Dataset entries
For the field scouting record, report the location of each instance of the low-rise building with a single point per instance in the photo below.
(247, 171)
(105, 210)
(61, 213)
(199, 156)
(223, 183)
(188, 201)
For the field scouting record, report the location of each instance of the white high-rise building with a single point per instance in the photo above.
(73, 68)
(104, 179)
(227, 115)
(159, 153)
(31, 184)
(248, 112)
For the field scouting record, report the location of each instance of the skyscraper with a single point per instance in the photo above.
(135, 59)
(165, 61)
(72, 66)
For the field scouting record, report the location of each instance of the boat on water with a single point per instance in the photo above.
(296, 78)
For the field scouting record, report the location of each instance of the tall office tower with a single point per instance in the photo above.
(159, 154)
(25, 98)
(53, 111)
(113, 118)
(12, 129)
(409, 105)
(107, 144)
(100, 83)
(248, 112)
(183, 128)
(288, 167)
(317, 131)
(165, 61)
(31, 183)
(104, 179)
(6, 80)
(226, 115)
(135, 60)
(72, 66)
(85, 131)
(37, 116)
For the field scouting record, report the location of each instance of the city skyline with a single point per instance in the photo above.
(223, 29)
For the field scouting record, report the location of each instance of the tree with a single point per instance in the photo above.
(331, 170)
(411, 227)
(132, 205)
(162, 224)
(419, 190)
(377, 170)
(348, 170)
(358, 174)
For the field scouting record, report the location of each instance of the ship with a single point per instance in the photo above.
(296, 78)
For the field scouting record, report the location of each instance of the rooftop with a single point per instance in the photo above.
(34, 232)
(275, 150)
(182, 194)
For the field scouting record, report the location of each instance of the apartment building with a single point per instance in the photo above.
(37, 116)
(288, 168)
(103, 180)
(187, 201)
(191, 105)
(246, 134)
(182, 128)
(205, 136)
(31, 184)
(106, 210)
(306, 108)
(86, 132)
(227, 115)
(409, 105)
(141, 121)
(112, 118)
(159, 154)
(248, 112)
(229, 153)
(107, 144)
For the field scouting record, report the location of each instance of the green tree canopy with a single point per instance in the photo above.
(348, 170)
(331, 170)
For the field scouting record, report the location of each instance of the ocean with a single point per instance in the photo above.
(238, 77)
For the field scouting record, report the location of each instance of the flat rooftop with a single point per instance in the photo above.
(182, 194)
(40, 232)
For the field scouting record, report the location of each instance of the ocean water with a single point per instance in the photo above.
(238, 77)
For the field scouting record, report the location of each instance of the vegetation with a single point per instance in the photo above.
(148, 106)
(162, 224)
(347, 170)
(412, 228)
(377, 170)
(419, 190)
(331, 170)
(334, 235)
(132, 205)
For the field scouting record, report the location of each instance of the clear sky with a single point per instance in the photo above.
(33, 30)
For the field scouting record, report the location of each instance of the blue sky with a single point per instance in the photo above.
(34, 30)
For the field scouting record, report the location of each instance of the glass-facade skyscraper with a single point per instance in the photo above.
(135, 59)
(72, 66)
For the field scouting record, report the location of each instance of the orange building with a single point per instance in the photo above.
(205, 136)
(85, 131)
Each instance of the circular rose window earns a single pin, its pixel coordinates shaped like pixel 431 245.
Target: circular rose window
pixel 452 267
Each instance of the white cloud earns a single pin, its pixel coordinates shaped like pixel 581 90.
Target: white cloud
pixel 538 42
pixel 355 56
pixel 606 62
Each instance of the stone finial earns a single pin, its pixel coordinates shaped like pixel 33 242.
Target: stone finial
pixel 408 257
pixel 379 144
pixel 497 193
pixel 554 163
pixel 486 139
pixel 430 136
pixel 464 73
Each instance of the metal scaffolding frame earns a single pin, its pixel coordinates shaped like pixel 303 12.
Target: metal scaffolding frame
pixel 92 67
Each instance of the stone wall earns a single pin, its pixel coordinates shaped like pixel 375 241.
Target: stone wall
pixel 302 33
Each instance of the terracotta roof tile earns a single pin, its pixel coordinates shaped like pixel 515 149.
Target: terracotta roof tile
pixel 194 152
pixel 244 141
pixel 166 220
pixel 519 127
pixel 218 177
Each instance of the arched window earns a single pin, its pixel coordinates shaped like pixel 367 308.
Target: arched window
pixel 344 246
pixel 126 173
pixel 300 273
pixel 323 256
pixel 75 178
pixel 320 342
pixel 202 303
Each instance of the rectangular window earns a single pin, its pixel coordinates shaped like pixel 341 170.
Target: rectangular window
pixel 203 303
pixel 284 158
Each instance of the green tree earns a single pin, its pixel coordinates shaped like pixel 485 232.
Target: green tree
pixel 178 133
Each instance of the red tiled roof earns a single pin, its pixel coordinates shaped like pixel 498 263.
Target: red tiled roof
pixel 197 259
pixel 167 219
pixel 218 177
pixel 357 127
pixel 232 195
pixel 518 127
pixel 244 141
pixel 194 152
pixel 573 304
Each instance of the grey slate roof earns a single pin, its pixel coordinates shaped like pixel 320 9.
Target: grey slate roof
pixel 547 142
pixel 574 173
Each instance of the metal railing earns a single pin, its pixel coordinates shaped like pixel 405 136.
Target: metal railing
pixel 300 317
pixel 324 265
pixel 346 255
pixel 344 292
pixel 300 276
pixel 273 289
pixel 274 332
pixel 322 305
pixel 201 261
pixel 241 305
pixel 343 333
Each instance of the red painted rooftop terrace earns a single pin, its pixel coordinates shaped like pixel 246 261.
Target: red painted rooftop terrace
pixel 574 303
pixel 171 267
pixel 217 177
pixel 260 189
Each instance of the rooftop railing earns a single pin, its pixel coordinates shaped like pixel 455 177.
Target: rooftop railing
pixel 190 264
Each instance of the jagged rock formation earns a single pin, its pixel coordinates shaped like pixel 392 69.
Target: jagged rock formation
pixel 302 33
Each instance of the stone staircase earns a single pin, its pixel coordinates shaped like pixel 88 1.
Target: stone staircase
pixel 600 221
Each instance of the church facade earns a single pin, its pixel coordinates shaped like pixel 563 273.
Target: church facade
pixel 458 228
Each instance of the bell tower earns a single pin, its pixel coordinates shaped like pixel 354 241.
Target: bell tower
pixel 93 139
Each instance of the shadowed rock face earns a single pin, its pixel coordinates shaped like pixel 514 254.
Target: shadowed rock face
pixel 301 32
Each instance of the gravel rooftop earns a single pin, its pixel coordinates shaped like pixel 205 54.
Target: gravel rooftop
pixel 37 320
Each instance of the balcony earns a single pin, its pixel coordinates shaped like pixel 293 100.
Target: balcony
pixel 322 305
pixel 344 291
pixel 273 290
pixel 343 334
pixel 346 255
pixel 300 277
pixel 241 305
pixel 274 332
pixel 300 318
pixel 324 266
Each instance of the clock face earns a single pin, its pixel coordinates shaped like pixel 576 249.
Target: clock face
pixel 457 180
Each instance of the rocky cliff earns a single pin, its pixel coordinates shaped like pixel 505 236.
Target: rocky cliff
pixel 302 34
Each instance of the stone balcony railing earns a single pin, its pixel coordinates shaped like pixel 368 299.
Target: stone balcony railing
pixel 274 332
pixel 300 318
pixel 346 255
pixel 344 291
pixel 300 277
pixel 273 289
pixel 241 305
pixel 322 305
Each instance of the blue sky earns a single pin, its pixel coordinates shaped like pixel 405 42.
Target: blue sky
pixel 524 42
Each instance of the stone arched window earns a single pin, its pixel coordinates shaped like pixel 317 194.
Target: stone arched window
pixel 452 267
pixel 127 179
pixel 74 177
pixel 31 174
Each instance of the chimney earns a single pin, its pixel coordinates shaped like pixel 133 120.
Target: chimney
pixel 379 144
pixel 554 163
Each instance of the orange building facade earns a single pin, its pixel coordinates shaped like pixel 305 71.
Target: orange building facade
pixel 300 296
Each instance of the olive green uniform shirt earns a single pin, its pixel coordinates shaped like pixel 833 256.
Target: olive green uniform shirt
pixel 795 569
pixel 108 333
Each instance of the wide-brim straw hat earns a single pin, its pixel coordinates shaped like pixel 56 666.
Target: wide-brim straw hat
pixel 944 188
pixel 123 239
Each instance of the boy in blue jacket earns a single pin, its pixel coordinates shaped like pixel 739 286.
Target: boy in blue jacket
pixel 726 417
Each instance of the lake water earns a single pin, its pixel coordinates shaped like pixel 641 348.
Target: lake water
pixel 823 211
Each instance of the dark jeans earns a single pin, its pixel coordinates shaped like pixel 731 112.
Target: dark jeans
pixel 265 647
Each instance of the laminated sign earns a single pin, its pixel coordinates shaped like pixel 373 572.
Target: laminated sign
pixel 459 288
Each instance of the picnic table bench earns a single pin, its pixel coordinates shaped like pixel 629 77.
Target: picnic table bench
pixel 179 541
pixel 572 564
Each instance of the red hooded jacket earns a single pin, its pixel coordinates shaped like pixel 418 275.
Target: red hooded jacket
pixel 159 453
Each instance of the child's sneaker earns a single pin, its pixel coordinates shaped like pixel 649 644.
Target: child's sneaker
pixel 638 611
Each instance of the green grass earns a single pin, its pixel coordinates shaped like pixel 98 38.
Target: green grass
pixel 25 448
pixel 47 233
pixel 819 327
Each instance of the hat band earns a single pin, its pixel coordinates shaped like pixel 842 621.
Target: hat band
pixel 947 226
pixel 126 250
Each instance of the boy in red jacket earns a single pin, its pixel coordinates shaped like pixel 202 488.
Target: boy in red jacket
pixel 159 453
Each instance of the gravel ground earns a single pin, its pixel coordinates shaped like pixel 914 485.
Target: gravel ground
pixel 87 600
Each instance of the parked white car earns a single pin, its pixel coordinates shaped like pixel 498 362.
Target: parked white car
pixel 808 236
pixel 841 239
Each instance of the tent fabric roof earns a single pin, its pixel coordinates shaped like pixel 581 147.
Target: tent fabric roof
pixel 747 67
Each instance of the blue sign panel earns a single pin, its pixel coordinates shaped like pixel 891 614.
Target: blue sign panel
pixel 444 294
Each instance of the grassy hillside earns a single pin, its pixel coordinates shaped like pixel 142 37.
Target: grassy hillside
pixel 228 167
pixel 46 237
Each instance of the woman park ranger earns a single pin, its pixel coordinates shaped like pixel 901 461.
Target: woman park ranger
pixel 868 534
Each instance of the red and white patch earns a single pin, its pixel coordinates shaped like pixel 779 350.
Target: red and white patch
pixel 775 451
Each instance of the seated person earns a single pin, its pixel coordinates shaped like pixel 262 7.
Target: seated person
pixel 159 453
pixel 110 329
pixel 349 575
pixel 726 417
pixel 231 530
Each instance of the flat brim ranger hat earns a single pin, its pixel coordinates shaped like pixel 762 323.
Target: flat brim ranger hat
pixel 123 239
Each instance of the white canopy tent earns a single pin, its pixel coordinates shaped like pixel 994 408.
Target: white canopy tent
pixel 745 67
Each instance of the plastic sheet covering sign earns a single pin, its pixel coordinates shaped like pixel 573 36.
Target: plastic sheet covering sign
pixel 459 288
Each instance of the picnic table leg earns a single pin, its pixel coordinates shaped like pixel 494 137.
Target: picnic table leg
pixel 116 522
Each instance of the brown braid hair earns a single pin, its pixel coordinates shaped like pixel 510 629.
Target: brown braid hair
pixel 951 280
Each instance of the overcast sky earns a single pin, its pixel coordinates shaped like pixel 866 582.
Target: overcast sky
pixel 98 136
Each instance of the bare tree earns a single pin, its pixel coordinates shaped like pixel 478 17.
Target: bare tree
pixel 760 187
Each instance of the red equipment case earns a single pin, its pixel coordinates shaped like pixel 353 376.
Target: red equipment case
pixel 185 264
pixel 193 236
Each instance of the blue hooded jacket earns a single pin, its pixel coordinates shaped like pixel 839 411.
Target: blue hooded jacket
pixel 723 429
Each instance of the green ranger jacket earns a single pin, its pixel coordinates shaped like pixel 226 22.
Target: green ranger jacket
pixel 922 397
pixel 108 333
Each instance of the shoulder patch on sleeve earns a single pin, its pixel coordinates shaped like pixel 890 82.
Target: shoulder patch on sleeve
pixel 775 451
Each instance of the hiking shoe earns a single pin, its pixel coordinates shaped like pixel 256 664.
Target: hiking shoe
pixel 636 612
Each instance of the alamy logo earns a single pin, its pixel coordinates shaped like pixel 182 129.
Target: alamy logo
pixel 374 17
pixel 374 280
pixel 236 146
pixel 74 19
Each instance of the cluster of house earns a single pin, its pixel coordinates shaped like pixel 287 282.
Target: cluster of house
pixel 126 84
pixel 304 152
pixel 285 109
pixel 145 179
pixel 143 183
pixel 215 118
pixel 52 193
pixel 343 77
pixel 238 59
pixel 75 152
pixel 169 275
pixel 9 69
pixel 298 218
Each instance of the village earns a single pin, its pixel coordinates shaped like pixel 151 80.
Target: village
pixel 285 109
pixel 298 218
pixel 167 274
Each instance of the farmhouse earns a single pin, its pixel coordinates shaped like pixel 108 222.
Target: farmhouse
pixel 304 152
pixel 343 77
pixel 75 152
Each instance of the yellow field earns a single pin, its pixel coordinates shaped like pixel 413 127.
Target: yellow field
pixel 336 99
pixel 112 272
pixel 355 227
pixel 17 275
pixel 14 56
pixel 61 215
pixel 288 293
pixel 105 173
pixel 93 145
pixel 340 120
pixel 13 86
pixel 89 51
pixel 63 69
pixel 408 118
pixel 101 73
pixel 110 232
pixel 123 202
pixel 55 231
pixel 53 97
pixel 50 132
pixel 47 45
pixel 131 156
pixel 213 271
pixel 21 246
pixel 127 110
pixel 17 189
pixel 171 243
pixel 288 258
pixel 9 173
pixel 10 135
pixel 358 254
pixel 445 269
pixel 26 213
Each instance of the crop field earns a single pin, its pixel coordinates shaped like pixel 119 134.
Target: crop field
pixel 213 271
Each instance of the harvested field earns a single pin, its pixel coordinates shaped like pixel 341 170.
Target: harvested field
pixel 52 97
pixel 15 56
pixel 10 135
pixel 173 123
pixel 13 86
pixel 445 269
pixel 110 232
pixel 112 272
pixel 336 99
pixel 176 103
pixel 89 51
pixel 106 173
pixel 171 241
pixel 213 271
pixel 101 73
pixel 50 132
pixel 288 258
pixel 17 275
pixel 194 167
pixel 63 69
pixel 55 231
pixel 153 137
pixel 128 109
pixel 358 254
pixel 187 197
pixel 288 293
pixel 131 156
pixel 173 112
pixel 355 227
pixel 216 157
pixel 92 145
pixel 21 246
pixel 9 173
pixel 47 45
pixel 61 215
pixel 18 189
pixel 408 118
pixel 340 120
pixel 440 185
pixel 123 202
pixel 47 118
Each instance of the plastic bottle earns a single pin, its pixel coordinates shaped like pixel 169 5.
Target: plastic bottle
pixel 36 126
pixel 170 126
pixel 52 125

Requirement: Start with the line above that contains "Target: green tree" and stop after the line that contains "Each instance of the bell". Output those lines exactly, and only those.

Your response:
Target: green tree
pixel 178 133
Each instance of the red tiled roof earns a single pin, its pixel coordinates shaped like pixel 498 263.
Target: red tiled roof
pixel 197 259
pixel 167 219
pixel 218 177
pixel 357 127
pixel 232 195
pixel 518 127
pixel 244 141
pixel 194 152
pixel 573 304
Each instance of the grey slate roof earns a single pin, its pixel coordinates shaped like pixel 320 9.
Target: grey slate roof
pixel 547 142
pixel 574 173
Each instance of the metal railing earns a single pin, its pixel coordinates shaped like pixel 405 136.
Target: metal railing
pixel 300 317
pixel 324 265
pixel 346 255
pixel 344 292
pixel 300 276
pixel 273 289
pixel 274 332
pixel 322 305
pixel 201 261
pixel 241 305
pixel 343 333
Each instance of the red painted rooftop terrace earns a single pin, its pixel coordinates shaped like pixel 246 261.
Target: red painted rooftop terrace
pixel 574 303
pixel 171 267
pixel 217 177
pixel 260 189
Each instance of the rooftop railing earns a single pin, its pixel coordinates shaped like pixel 455 177.
Target: rooftop railing
pixel 190 264
Each instance of the jagged rock formation earns a single pin, its pixel coordinates shaped like pixel 392 69.
Target: jagged rock formation
pixel 302 33
Each instance of the stone staircase earns a single pin, its pixel coordinates shaped like pixel 88 1.
Target: stone staircase
pixel 600 221
Each instance of the church facade earns a single pin, its pixel coordinates shaped like pixel 563 273.
Target: church facade
pixel 458 228
Each instance of the bell tower earns a single pin, its pixel coordinates shaped like pixel 354 241.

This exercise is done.